** BEGIN **

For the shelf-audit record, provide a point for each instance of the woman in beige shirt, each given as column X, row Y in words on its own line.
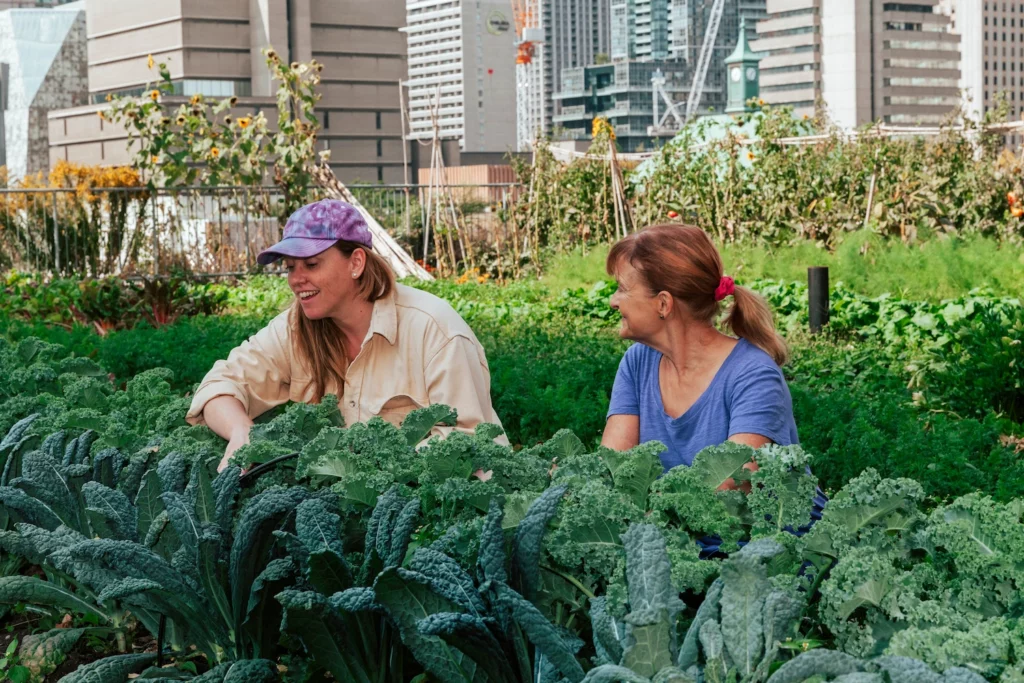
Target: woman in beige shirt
column 383, row 348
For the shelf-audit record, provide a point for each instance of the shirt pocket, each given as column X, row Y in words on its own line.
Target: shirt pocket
column 395, row 409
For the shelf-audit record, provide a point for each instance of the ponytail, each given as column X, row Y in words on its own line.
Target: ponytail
column 750, row 317
column 682, row 260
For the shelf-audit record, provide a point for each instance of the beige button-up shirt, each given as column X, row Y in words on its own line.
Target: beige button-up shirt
column 417, row 352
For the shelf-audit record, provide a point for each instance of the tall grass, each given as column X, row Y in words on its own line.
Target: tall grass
column 934, row 270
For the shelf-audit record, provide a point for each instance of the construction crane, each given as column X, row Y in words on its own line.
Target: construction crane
column 528, row 71
column 696, row 86
column 711, row 35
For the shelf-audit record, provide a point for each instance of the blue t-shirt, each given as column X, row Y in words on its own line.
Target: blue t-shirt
column 748, row 395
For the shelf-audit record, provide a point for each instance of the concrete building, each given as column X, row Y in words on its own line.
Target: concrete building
column 790, row 39
column 865, row 59
column 991, row 52
column 577, row 34
column 42, row 68
column 622, row 93
column 215, row 48
column 674, row 30
column 462, row 61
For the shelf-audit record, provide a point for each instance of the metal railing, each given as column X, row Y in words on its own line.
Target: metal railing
column 131, row 231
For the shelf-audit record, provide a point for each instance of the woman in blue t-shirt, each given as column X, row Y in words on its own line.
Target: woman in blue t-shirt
column 686, row 384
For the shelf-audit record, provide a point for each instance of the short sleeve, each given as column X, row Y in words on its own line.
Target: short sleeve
column 761, row 404
column 625, row 392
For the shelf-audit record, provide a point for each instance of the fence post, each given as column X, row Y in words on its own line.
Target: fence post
column 245, row 220
column 56, row 237
column 817, row 297
column 156, row 237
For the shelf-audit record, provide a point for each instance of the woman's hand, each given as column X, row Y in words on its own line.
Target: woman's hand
column 730, row 483
column 240, row 437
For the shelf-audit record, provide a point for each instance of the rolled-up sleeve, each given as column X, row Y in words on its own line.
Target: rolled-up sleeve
column 257, row 373
column 457, row 376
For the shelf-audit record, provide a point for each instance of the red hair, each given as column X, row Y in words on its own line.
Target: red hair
column 682, row 261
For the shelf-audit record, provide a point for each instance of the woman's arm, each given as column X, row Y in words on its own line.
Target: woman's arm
column 227, row 418
column 622, row 432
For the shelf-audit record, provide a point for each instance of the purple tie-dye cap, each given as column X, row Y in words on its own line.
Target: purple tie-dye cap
column 315, row 227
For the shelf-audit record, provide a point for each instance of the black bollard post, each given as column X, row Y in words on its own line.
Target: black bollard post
column 817, row 297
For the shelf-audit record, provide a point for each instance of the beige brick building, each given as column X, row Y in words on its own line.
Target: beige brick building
column 865, row 59
column 215, row 49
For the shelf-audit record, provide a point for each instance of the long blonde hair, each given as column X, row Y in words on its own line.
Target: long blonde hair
column 682, row 260
column 321, row 344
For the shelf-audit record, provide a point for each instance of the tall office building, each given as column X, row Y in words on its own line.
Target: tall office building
column 462, row 65
column 577, row 33
column 42, row 68
column 790, row 39
column 865, row 59
column 674, row 30
column 216, row 49
column 991, row 52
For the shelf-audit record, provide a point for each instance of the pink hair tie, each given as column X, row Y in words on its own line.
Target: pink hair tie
column 725, row 288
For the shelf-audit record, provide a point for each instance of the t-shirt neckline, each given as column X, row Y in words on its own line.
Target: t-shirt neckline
column 704, row 395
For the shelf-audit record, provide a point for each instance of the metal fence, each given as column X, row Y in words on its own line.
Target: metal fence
column 209, row 230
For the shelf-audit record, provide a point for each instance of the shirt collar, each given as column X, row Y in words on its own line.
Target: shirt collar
column 384, row 321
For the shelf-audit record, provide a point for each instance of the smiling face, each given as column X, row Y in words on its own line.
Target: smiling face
column 326, row 283
column 637, row 304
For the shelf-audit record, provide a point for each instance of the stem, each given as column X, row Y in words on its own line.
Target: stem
column 572, row 580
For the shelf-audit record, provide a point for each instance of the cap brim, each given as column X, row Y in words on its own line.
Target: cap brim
column 294, row 248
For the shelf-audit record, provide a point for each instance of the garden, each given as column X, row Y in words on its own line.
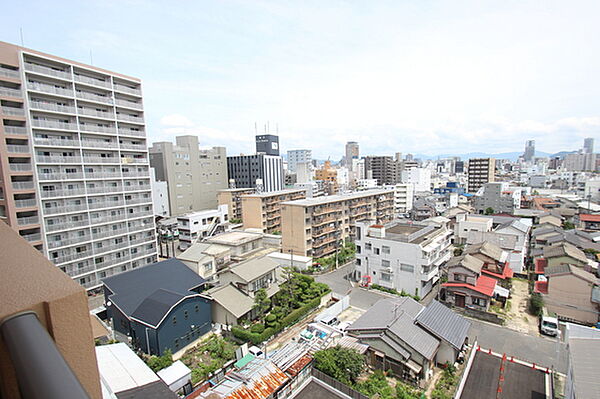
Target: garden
column 297, row 297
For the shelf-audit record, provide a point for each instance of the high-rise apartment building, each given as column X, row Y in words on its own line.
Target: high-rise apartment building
column 74, row 172
column 480, row 171
column 316, row 227
column 246, row 170
column 267, row 144
column 529, row 153
column 193, row 175
column 352, row 152
column 382, row 168
column 298, row 156
column 588, row 145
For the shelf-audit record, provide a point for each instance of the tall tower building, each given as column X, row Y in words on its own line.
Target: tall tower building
column 352, row 152
column 529, row 153
column 194, row 176
column 588, row 145
column 74, row 172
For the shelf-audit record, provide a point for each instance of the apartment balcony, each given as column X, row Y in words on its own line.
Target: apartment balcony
column 49, row 89
column 38, row 105
column 8, row 92
column 64, row 209
column 15, row 130
column 128, row 90
column 11, row 111
column 62, row 193
column 94, row 97
column 137, row 147
column 96, row 113
column 27, row 220
column 65, row 225
column 92, row 81
column 23, row 185
column 27, row 203
column 99, row 144
column 41, row 123
column 51, row 142
column 20, row 167
column 128, row 104
column 47, row 71
column 17, row 149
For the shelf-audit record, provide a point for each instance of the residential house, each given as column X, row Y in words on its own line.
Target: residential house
column 570, row 292
column 405, row 257
column 234, row 299
column 159, row 306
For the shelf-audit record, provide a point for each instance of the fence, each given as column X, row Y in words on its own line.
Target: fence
column 337, row 385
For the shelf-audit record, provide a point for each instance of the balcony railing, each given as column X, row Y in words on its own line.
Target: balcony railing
column 8, row 92
column 44, row 88
column 13, row 111
column 47, row 71
column 15, row 130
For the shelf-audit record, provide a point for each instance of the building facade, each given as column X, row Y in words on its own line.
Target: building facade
column 246, row 170
column 316, row 227
column 75, row 178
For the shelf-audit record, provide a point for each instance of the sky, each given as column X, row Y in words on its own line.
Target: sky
column 425, row 77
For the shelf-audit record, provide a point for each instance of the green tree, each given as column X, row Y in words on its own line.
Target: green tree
column 262, row 303
column 343, row 364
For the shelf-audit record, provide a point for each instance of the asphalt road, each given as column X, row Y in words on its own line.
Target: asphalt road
column 541, row 350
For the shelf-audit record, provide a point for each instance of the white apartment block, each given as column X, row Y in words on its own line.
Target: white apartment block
column 298, row 156
column 75, row 174
column 196, row 225
column 405, row 257
column 420, row 178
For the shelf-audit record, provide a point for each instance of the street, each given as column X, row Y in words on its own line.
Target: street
column 541, row 350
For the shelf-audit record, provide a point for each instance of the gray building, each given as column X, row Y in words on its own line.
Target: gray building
column 247, row 169
column 193, row 175
column 267, row 144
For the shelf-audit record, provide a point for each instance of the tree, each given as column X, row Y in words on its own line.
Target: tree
column 262, row 303
column 343, row 364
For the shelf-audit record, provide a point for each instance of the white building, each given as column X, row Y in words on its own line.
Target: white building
column 193, row 226
column 405, row 257
column 420, row 178
column 160, row 195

** END **

* _THE PROBLEM_
Rewrite the lines starting with the line that contains "shirt pocket, each" and going on through the line that contains "column 395, row 409", with "shirt pocket" changed to "breast pocket" and everything else left as it is. Give only those lines.

* _RESULT_
For the shelf-audit record, provide a point for each instance of the breast pocket, each given as column X, row Y in words on its own line.
Target: breast pocket
column 395, row 409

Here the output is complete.